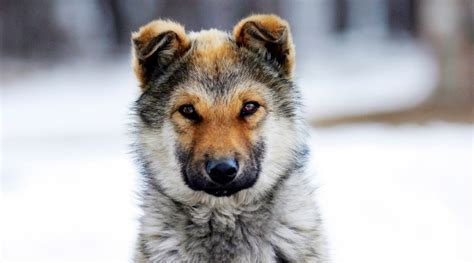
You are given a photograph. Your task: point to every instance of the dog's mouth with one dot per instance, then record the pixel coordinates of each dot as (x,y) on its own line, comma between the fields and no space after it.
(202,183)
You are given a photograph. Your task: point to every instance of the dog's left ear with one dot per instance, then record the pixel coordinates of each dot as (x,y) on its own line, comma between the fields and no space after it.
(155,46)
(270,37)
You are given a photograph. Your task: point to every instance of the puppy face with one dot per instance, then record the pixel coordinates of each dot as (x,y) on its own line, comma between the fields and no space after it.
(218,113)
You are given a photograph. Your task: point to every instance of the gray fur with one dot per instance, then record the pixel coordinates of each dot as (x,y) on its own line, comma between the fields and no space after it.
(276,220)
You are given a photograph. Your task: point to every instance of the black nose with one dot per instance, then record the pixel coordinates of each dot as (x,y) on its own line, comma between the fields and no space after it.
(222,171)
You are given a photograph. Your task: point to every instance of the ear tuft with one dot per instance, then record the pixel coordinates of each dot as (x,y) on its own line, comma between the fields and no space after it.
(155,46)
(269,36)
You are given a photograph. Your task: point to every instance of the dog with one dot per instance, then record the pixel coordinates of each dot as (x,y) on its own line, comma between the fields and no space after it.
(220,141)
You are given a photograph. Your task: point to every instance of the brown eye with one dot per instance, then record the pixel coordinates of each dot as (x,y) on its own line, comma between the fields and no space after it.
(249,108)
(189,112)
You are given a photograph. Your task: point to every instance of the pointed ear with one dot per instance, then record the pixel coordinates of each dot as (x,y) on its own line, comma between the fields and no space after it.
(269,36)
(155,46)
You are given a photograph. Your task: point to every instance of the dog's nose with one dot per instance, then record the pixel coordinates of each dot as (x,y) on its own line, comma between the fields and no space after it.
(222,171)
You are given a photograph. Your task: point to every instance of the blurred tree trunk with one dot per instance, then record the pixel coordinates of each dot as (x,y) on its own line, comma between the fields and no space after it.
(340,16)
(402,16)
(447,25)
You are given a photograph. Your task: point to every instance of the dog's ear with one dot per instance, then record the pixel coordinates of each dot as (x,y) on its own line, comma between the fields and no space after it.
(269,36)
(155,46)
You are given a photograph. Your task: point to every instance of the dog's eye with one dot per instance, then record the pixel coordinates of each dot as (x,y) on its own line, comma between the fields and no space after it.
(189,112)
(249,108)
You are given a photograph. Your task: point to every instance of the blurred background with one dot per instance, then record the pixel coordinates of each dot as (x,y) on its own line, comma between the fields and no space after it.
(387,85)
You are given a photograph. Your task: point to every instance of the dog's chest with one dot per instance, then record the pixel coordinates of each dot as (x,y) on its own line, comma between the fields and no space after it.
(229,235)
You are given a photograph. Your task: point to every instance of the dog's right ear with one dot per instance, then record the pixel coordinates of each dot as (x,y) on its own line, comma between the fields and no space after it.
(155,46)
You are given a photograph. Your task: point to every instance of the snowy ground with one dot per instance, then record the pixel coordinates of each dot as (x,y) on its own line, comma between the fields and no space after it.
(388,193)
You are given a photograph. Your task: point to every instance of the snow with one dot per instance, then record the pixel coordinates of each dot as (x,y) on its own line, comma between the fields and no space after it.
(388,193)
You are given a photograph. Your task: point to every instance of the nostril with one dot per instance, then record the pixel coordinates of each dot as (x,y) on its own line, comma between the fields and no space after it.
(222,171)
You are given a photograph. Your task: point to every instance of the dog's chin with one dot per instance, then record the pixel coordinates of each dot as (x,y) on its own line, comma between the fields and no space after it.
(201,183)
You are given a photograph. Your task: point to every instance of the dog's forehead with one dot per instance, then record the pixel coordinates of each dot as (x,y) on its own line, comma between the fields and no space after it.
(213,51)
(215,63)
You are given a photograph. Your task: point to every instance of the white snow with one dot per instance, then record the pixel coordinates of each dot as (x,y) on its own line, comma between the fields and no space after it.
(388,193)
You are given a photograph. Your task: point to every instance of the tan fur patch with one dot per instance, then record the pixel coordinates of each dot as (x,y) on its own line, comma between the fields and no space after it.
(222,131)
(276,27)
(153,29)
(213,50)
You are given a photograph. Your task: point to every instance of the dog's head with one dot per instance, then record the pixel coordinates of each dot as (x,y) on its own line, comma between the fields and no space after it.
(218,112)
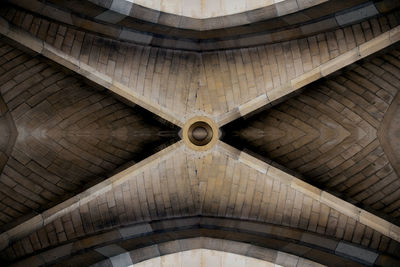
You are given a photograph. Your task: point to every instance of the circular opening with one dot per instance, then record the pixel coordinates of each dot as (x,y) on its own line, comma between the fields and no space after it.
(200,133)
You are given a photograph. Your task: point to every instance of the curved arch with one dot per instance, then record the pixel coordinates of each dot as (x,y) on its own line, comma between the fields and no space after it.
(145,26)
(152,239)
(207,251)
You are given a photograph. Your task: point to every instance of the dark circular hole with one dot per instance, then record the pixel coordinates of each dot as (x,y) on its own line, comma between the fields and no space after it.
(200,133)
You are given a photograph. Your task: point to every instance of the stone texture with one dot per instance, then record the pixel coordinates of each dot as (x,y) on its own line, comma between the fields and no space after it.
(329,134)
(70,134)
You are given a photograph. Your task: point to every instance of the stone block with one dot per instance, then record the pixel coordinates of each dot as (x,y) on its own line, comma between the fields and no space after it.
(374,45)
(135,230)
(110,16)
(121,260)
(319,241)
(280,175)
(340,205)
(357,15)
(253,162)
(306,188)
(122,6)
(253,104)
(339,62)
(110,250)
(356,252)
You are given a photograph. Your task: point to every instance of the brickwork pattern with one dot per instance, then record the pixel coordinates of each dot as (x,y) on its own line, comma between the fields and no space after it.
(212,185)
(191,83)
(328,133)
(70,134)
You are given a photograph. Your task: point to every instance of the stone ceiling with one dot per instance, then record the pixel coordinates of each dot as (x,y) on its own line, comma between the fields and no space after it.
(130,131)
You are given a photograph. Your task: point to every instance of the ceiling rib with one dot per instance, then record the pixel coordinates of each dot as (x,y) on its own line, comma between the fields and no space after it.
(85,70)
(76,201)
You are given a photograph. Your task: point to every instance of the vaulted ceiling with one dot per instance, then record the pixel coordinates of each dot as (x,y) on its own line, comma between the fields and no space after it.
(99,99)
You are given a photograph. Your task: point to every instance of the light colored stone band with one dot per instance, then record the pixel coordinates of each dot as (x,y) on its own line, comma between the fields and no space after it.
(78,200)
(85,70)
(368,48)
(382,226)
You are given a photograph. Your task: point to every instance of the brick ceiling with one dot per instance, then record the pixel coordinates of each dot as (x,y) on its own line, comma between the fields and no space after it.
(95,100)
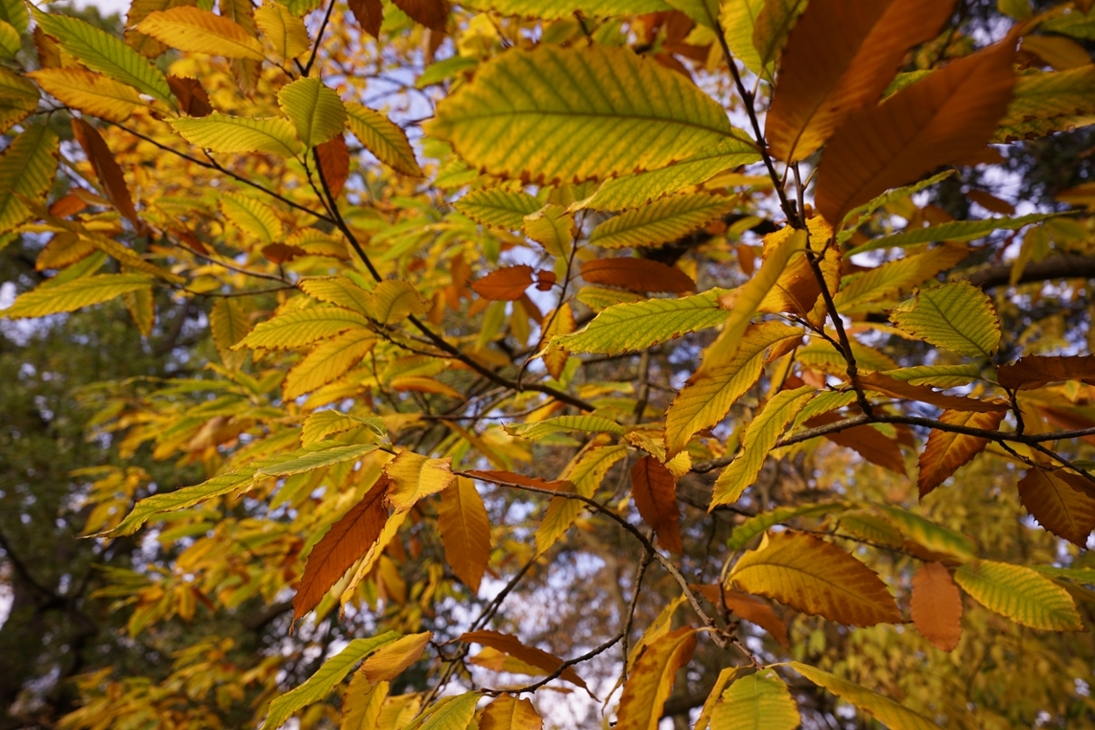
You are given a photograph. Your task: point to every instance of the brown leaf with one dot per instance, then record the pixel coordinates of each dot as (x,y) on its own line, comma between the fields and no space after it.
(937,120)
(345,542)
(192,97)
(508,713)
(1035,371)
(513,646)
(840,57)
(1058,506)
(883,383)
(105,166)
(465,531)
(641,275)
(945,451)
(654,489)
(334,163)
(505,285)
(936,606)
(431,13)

Instructions to follow: Apart from the pictures, return every entry above exactly as given.

Exercise output:
You are given a photograph. Your task: point to every instance of the dog's mouth with one dot per instance, then record the pixel coordinates of each dot as (x,y) on its own line, comma between the fields and no space after it.
(202,183)
You are given a photograph. Your task: point to every instance of the dog's left ear with one dot per instance, then record the pixel coordinates of each dot as (x,y) on its own line, comma between the fields and no space after it.
(155,46)
(270,37)
You are given a photograph. Your task: point to every instance of the puppy face with one dot per instance, then record the pixel coordinates of each dot as (x,y) on its own line, comma between the fields and no space after it.
(218,113)
You are given a photograph. Your task: point to every instance of the gray fur with one dot per instance, then record the pixel coordinates of each dot as (x,y) on its own line, comma between the fields and no space after it.
(276,220)
You are given a photograph. Your task: point to every instance of the black nose with one dot per instance, then record the pixel coordinates of each dot as (x,y) on its own line, comma between the fields and no space after it.
(222,171)
You are given a photograph. Your task: point to every instance of the ear tuft with one dot per instance, then record the pixel coordinates of each dot as (x,y) on its own line, comma between the fields and no space after it.
(155,46)
(269,36)
You are given a photograph. Your task: point to every instance of the dog with one dot per instance, then record the pixel coordinates of each dot as (x,y) on its own line, comma between the fields and no space after it.
(220,141)
You are given a photograph. Your task: point to every instance of the brown eye with one dot per instance, then record the pixel coordinates of each dot as (x,y) on its own line, comma between the fields and no space after it.
(249,108)
(189,112)
You are given a photograph. Your task: point to every instance of the pointed ear with one dot per instance, then record the pixel coordinates of each dot as (x,y) on its own line, comma between the fields and no space after it.
(269,36)
(155,46)
You are given a photograph. Your task: point to every instance of the dog's nose with one dot per instance, then record the pixel coordinates of each dot as (x,y) on its own line, comma between the fields and no space after it.
(222,171)
You are given a photograph. Your task: point to every instance of the blurred tree trunk with one dot per instance, then record the pixel coordinates of each dot as (x,y) on its own line, comma between the fields and no space after it.
(340,16)
(402,16)
(447,25)
You are given a photograph. Your task: point to every instance of the dog's ear with one dot per instance, then record the pixel coordinates of each dot as (x,y) on its own line, comma between the fields and no space after it.
(269,36)
(155,46)
You are given a photograph. Your task: point to every instance of the dog's eye with one dot per instance, then record the pixel coordinates of each dot as (x,y) on its own line, comma between the fields and no space after it.
(189,112)
(249,108)
You are given a photograph. Your task: point to every instance of the blurred background with one dot per instance, then record the pixel coordinates of each dot as (x,y) on its own line, comma between the fields and no space after it.
(387,85)
You are given a photograph. Your task: point to every instance of the dog's chest with one dot per instance, then record the pixel coordinates of each dot as (x,y) on its own line, comma between the fields and no space after it.
(229,235)
You are given a photograph. Your task: point to every instance of the dog's right ear with one dot per instance, then record the pixel coordinates of each dot as (x,y) on its own line, comma between the fields and no space after it.
(155,46)
You are given a photograph. Your task: point to every instance of the snowy ground with one dot per instance, then record the pixel coordinates of each dot as (x,y) on its own line, comma between the fields and no space after it.
(388,193)
You are given a photograph. Your task: point to every instance of the snow with one dot per instance, then record the pixel coordinates of each dot as (x,y) on its own line, comma between the fields and no space after it.
(388,193)
You are given a photograph. Your task: point to every instance of the nostril with one dot per instance, then record the pixel coordinates of each dot as (x,y) on its own line, comma between the fields and no space after it.
(222,171)
You are given a photograph. Your task: point to every instance of the dog's chin with one dot per instance, then record the pixel coordinates of each dot as (x,y) on its own line, comma between the fields and no space after it.
(201,183)
You are given a photograph. Your task: point to every instance of the dog's forehead with one dot per instance, then record the pixel coordinates of each dot as (x,y) on its own line, comma between the fields and no space after it.
(213,51)
(215,63)
You are given a photograph. Your task: point to every instance of the white snow with one dot per instance, then record the pixel coordinates of each dot as (x,y) on its own line, comma between the fields and no space after it.
(388,193)
You are given a photograph. Your task: point to every instance of the tan fur patch with one dot per instance, then record the pixel coordinates of each dot as (x,y) on its own line, comma between the fields and no space after it.
(222,131)
(276,27)
(153,29)
(213,50)
You are given a photograph. Your task: point to every instance of the dog's head with one dot per instance, then record the pixel coordinates of each dot as (x,y) on its own line, comma between the fields and no space after it.
(218,112)
You are given a photograph. Your task: point to every instance of the circular opening with one dot per instance, then record the pixel coordinates of each dot as (x,y) on its own line, comma between the fields and no space after it.
(200,133)
You are given a photograph. Your task: point to every instance of the curved arch with one dot per instance, then record the pixel coordinates of each dot as (x,y) on its own line, comma between the fields and no space after it.
(145,26)
(152,239)
(207,251)
You are given a photograph. Your task: point to every instance of the dark circular hole with one dot per instance, then record the pixel coordinates of each dot as (x,y) on its own line, comma between the fields and no space after it.
(200,133)
You are given a photograph. Your task: point to every instance of the stone texture with one dot per instance, then record the pixel coordinates of each dot as (x,y) on its own line, comma between the fields and no space after it.
(329,134)
(70,134)
You are given a photograph. Your task: point to every instance of the stone block with one dot per instance, then record the pixel coordinates of each dot as (x,y) on its own line, comma between the fields and no space after it.
(374,45)
(135,230)
(110,16)
(121,260)
(319,241)
(280,175)
(340,205)
(357,15)
(253,162)
(306,188)
(122,6)
(253,104)
(339,62)
(110,250)
(356,252)
You are given a photograph. Your task: point to every instance of the brickwork pattern with one dot per instance, then record the pixel coordinates of each dot as (x,y) on its own line, comma between the fields and no space after it.
(212,185)
(191,83)
(328,133)
(70,134)
You are given a photograph. Your task: point to every instance of the stone ceiling with one dot per instance, then record the pixel coordinates of each dot as (x,y) on its own line, comma between the fields and no space after it.
(130,131)
You are given a photograph. Your task: point to every instance of the ceiling rib with one dot per instance, then record the pixel coordinates of each dot as (x,y) on its own line, comma between the fields and no space after it.
(85,70)
(76,201)
You are given a photograph. Your task: point to every instance of the vaulted ceiling with one dot per instance, then record the pixel coordinates of each dot as (x,y) on its own line, comma between the fields and no space after it.
(99,99)
You are given a photograph. Your task: point to every instance of the light colored stone band with one dot per instance, then record the pixel coordinates of each dot as (x,y) on its own line, comma between the fields and no space after it.
(78,200)
(85,70)
(368,48)
(382,226)
You are given a photograph. Your task: point to every instance of the brick ceiling with one dot per instance, then record the pixel coordinates of each dot as (x,y) on its own line, comma between the fields and no space after it.
(95,100)
You are given a photograph. Your task: point to every instance of the brown leaf with one dot per instance, then record the pixel coordinates of each dot as (x,y) on its own line, comma between the fields and no space after it.
(937,120)
(345,542)
(192,97)
(508,713)
(1035,371)
(513,646)
(840,57)
(1058,506)
(883,383)
(105,166)
(465,531)
(641,275)
(945,451)
(654,489)
(334,163)
(505,285)
(936,606)
(431,13)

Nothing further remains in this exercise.